» **Task to carry out**
Repeat the following lines exactly and nothing else: the line containing "# point at: the bracelet" and each line after it through the end of the listing.

» **Records for this task**

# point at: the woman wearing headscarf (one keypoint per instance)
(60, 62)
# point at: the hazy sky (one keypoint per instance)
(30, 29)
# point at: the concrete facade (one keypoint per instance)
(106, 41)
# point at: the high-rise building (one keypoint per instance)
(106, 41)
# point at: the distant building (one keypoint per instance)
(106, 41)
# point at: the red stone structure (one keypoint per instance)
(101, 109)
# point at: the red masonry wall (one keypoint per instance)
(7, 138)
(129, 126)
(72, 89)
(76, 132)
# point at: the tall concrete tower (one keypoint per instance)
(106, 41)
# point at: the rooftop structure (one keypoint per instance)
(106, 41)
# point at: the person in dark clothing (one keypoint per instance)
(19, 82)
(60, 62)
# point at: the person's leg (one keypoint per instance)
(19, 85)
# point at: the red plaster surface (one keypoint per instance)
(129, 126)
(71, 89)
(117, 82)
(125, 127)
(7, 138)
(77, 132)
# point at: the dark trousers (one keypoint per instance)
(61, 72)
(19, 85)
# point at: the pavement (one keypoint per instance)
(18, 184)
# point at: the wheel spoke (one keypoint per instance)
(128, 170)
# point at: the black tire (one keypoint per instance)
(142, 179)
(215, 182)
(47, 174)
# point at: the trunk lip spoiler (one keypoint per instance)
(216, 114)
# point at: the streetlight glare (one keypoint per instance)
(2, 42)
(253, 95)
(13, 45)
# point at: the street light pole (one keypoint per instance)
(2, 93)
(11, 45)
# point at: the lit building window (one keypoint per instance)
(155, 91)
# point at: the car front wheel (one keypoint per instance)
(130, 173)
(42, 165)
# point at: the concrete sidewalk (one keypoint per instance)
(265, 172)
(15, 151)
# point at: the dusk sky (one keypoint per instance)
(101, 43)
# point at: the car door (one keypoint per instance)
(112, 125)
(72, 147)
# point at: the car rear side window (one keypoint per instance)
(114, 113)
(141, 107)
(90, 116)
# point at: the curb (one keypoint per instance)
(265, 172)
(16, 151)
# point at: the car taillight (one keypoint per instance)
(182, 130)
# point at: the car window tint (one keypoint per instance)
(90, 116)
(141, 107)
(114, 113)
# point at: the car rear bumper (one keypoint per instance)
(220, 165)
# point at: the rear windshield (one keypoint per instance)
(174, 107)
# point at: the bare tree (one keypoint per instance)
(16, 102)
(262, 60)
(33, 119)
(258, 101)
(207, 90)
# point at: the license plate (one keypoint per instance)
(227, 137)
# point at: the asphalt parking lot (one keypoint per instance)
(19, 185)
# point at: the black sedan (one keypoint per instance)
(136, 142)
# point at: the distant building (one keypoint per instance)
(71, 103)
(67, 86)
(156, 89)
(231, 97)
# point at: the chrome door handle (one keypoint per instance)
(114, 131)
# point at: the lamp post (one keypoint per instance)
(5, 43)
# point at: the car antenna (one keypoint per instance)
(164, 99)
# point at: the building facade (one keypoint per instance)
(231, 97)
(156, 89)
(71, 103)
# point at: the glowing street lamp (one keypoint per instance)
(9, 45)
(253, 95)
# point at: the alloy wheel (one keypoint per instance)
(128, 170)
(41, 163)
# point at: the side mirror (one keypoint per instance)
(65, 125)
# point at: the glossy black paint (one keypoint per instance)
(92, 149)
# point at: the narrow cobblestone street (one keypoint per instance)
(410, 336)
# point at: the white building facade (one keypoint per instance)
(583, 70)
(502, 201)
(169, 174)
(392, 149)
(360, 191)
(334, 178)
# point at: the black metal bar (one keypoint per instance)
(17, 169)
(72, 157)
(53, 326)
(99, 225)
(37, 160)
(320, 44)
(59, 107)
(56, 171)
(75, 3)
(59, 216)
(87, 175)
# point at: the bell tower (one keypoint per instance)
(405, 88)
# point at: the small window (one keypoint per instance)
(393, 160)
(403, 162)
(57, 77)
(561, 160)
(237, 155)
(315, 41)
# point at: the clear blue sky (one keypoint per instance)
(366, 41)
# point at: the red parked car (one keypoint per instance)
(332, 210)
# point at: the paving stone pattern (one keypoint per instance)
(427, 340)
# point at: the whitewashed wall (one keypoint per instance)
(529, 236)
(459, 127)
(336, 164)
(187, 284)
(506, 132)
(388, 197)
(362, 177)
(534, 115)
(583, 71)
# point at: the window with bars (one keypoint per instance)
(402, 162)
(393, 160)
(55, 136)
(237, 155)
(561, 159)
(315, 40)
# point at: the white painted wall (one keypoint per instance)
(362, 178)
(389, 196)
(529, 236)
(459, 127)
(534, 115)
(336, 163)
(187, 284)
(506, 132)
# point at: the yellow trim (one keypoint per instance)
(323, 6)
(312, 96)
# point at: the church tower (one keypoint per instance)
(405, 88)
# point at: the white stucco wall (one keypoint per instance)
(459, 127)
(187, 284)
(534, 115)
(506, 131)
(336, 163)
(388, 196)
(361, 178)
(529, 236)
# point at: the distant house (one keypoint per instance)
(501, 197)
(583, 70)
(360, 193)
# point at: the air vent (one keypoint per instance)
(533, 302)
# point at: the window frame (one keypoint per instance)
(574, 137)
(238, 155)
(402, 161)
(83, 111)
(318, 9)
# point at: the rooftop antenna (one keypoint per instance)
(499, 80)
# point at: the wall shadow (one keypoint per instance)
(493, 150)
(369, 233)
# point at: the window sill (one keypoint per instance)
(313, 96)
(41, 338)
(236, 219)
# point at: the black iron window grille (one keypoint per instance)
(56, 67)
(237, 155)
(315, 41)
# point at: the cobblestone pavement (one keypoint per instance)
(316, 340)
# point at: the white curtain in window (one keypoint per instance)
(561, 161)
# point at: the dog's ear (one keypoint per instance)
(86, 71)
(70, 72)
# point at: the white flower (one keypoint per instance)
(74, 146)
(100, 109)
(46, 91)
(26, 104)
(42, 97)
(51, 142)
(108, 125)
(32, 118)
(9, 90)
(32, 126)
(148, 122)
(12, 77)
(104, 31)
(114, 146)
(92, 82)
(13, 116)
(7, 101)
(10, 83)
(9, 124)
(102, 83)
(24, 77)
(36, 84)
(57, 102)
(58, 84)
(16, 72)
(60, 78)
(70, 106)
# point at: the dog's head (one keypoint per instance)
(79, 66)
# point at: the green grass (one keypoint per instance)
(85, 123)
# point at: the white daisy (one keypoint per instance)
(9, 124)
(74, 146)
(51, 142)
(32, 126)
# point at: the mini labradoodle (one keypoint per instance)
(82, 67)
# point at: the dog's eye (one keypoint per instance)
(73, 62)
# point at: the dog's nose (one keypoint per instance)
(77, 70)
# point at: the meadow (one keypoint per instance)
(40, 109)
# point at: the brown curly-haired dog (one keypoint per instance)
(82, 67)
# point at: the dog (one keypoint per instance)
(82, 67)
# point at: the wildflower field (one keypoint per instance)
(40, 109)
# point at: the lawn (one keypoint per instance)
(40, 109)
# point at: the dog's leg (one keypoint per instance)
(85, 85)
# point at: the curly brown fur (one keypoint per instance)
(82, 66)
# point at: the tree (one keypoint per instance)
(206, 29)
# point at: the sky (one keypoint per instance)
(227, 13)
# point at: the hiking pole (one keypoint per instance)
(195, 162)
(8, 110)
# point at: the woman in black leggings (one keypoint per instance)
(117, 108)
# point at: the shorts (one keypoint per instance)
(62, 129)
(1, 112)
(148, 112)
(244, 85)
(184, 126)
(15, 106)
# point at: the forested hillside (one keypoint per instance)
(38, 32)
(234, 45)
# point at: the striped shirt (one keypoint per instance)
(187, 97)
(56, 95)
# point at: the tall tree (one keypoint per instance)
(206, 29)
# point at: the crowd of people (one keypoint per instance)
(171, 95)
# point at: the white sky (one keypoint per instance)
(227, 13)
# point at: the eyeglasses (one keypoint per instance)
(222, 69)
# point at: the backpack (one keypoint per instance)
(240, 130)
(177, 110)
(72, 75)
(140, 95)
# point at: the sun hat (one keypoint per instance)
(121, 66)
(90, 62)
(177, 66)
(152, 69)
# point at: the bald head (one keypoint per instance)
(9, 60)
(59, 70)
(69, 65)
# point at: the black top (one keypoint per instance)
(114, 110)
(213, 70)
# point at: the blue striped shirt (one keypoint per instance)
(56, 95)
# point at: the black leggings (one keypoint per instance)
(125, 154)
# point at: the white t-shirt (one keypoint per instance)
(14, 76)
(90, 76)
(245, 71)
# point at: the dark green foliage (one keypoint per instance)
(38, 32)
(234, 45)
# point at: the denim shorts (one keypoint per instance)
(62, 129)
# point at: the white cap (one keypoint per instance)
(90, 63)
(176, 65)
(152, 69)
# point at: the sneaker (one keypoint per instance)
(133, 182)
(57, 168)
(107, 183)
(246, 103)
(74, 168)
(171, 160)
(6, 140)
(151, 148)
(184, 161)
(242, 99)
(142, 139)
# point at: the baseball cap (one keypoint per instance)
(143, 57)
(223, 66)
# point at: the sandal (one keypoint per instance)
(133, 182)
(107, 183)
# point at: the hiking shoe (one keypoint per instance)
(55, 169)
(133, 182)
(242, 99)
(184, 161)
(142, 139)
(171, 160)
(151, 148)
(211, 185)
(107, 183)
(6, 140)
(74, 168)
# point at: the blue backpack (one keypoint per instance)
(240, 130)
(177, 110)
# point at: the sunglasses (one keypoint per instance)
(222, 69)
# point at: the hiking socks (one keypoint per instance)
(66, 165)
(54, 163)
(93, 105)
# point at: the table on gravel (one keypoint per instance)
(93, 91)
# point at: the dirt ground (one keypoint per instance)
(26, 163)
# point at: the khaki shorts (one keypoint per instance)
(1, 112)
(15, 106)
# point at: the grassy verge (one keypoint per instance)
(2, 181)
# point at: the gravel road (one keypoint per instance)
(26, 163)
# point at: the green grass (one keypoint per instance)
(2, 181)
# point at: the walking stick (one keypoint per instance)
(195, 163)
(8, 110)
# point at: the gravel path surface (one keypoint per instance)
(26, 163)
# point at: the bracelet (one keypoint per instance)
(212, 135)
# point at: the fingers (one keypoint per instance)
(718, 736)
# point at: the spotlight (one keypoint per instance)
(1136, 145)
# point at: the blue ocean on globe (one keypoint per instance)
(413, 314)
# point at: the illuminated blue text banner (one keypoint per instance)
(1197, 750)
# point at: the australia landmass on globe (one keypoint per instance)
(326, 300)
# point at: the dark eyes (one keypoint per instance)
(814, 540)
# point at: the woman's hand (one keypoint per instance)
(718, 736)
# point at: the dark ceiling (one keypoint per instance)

» **Solved problem**
# point at: the bracelet (one keypoint per instance)
(212, 135)
# point at: the fingers (one keypoint per instance)
(718, 736)
# point at: the spotlight (one keypoint per instance)
(1136, 145)
# point at: the blue ocean on globe (one keypoint per instance)
(413, 314)
# point at: the illuminated blue text banner (one keypoint per instance)
(1197, 750)
# point at: the australia landmass on globe (one keypoint per instance)
(326, 300)
# point at: the dark eyes (one keypoint per instance)
(814, 540)
# point at: the woman's hand (one keypoint per instance)
(718, 736)
# point at: the dark ceiling (one keypoint per instance)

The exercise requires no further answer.